··· The data
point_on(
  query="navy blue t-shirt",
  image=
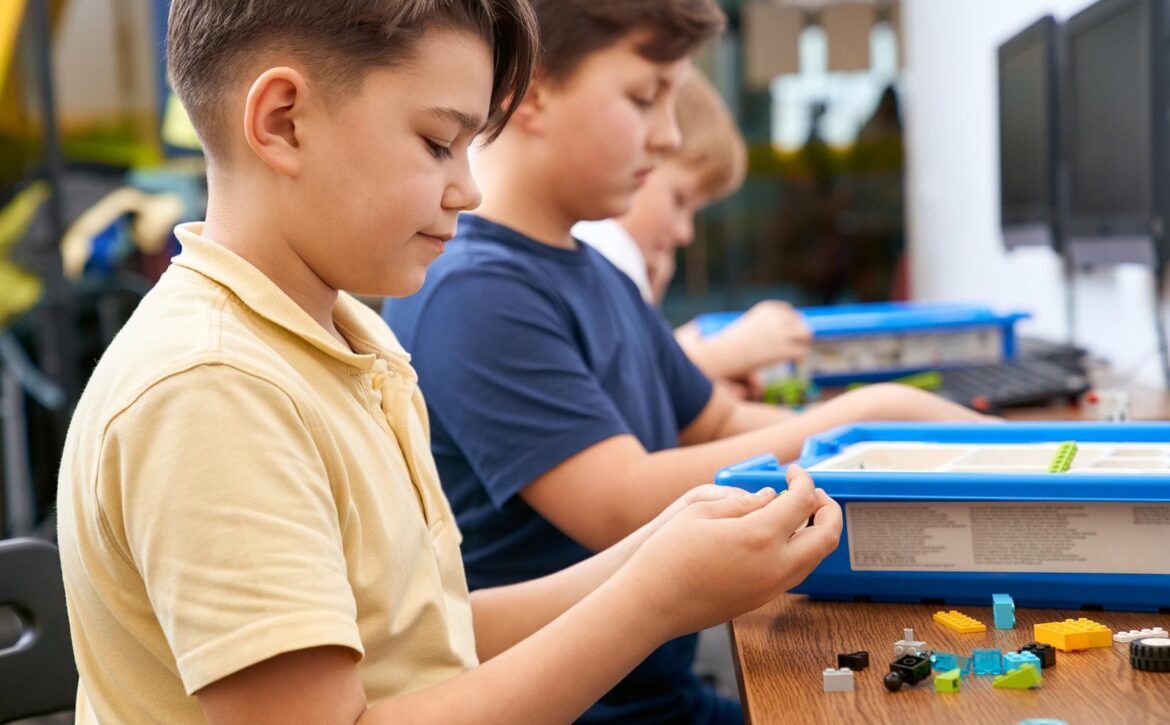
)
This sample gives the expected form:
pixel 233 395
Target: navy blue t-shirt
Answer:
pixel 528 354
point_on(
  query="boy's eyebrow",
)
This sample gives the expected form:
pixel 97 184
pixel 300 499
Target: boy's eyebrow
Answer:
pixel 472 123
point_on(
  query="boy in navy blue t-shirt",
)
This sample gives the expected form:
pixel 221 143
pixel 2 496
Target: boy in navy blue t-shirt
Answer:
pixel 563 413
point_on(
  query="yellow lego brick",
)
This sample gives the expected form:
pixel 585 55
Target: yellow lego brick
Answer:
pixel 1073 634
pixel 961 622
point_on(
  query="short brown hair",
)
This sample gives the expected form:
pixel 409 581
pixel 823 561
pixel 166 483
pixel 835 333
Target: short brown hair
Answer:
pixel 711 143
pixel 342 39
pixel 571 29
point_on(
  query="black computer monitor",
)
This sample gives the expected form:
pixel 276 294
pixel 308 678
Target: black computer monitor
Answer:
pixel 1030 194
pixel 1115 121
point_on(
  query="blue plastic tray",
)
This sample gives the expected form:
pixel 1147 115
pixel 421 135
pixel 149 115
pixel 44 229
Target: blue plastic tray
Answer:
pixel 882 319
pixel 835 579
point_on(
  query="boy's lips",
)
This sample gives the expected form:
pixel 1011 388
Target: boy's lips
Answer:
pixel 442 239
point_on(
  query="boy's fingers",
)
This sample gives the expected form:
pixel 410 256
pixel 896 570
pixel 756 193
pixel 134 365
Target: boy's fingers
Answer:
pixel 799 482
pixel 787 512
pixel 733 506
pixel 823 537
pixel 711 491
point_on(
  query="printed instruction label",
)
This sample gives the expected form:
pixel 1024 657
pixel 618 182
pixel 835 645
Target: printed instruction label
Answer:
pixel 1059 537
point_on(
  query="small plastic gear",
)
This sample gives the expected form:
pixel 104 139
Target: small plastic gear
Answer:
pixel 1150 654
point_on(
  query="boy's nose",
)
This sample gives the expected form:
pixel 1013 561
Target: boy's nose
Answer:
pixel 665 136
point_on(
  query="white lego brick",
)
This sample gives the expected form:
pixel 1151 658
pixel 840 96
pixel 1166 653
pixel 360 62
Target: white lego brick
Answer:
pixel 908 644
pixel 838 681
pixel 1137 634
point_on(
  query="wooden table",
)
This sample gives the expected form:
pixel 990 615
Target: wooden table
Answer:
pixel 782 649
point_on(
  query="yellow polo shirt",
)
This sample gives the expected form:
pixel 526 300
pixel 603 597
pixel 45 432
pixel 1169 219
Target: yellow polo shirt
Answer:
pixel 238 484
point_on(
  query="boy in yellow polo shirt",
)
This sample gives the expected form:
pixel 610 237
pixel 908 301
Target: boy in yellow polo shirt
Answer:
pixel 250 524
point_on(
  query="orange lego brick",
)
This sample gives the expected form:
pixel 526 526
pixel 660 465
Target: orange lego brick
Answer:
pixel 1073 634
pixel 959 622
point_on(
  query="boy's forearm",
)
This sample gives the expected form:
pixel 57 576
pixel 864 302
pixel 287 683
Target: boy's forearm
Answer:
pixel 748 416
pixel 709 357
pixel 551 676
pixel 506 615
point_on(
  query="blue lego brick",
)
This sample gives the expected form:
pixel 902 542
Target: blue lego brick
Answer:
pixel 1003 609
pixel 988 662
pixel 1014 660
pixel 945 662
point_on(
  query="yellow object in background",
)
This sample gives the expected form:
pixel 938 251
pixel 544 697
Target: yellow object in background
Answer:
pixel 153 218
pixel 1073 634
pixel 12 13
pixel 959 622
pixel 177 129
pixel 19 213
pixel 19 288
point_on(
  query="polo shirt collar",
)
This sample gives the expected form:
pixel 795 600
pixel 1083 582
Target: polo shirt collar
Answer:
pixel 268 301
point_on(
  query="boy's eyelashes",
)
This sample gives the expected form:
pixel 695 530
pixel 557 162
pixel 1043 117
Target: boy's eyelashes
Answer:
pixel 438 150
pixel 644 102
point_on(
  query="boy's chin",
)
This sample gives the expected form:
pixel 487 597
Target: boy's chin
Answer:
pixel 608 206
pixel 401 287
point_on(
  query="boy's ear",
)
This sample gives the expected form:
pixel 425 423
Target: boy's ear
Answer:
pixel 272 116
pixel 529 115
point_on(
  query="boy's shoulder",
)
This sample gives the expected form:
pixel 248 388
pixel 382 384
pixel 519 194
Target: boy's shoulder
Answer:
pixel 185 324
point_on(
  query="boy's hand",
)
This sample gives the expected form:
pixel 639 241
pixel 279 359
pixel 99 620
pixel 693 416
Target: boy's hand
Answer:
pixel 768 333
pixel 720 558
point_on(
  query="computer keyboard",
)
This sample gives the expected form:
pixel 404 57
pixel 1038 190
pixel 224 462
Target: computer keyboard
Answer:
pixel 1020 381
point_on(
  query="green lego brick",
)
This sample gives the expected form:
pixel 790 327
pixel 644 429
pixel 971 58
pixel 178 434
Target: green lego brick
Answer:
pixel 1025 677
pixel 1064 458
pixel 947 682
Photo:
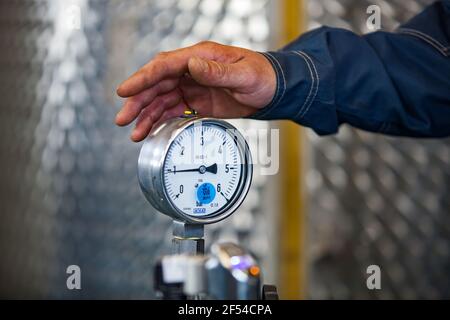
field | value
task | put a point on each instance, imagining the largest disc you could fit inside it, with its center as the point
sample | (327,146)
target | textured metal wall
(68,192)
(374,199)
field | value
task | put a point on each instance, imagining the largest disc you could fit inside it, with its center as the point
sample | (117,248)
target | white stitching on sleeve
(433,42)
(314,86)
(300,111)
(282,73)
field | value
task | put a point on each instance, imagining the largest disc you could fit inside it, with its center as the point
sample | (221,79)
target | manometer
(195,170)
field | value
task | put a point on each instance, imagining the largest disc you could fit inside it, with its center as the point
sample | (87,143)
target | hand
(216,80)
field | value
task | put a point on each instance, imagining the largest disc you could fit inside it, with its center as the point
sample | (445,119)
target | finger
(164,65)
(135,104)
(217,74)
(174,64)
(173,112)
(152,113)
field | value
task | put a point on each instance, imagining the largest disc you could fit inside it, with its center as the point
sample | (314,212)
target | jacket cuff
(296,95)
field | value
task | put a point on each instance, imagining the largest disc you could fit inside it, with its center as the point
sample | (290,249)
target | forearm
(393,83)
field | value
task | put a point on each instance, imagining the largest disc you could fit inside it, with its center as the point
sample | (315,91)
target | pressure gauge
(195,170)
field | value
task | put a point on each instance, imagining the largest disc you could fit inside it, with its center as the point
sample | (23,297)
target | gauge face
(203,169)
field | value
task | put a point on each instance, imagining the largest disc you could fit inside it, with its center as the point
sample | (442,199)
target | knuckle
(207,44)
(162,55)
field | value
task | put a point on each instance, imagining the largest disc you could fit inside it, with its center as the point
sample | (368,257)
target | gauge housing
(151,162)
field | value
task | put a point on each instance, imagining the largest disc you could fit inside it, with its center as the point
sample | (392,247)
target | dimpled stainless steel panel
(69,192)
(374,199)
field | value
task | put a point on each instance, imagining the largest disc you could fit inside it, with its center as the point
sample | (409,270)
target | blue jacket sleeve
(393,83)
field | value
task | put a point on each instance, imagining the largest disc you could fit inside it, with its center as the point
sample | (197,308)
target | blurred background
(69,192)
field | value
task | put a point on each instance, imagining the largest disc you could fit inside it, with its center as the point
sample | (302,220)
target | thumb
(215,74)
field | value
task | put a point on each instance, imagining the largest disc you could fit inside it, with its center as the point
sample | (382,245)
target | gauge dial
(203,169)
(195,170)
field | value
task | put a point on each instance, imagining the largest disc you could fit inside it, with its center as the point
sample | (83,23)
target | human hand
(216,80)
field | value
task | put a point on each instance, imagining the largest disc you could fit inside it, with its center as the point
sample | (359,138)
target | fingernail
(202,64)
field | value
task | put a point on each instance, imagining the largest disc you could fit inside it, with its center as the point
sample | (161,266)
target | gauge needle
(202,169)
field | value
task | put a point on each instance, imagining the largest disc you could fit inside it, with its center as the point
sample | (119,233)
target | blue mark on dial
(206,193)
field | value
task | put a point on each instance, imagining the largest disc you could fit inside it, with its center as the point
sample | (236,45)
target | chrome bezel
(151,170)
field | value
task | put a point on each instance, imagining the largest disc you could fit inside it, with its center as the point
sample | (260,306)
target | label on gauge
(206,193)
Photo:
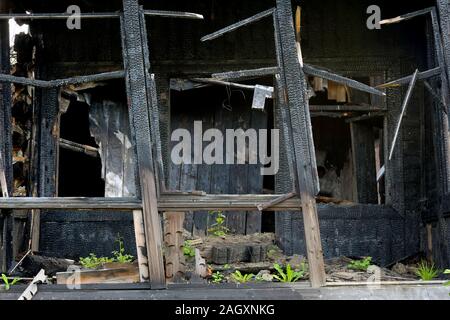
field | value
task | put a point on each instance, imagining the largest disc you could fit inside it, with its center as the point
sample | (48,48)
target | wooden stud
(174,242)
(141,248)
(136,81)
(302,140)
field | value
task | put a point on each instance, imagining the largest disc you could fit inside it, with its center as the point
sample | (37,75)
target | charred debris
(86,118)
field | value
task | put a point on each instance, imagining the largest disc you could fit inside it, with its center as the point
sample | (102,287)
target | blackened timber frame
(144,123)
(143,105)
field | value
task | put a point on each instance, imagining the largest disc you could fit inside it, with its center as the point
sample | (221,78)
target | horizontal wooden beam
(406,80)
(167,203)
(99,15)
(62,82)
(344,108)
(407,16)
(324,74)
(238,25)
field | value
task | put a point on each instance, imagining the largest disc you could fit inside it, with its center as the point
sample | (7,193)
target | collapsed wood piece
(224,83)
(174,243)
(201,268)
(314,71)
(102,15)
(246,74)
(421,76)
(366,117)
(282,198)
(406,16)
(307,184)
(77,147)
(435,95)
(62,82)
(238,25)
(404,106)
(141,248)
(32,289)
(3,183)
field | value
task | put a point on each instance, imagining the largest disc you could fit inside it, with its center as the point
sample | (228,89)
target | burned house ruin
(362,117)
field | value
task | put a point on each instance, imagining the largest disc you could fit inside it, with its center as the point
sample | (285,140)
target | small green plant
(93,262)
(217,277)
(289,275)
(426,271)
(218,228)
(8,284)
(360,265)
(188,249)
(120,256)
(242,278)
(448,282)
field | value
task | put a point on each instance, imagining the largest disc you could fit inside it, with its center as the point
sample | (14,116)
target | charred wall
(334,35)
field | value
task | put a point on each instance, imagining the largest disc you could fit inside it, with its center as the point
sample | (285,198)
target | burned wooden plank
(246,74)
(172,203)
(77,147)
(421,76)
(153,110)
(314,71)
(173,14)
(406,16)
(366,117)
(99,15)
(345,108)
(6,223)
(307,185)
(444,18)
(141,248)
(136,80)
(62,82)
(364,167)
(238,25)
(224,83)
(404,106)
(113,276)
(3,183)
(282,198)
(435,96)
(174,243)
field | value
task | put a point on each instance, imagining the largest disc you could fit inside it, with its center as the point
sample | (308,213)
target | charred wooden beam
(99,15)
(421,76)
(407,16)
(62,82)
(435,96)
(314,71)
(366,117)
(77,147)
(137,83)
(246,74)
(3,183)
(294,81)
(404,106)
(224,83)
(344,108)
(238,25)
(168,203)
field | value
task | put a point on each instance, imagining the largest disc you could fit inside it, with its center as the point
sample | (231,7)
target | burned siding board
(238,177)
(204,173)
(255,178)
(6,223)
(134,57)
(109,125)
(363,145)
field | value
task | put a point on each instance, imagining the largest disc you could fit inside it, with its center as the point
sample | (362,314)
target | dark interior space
······
* Exercise directions *
Exactly the lines from the one containing "sample | (14,116)" to the last line of the entries above must be duplicated, with both of those lines included and nothing more.

* Solution to the problem *
sample | (14,116)
target | charred wall
(334,35)
field | value
task | put a point on each instance, imagining the largest disc you could fit inside it, with its center as the point
sample | (285,198)
target | burned wooden plank
(246,74)
(172,203)
(77,147)
(421,76)
(153,110)
(314,71)
(173,14)
(406,16)
(366,117)
(99,15)
(345,108)
(6,223)
(307,185)
(444,18)
(141,248)
(136,80)
(62,82)
(364,167)
(238,25)
(224,83)
(404,106)
(113,276)
(3,183)
(282,198)
(435,96)
(174,243)
field | value
task | put a point on each instance, imagining the largest disc you could fit inside it, with its center as the point
sample | (308,213)
target | charred wooden beam
(99,15)
(421,76)
(407,16)
(62,82)
(435,96)
(314,71)
(366,117)
(77,147)
(137,83)
(246,74)
(3,183)
(294,81)
(404,106)
(224,83)
(344,108)
(238,25)
(168,203)
field | value
task | put a point on each instance, imagining the largest disc you could fit inside it, with its center as the point
sample | (231,7)
target | burned siding board
(238,177)
(204,173)
(255,178)
(6,223)
(134,57)
(109,125)
(363,145)
field | value
task | put a point on each instance, imagining the largest disc you could fit inside it, with its center as the point
sample | (362,314)
target | dark interior space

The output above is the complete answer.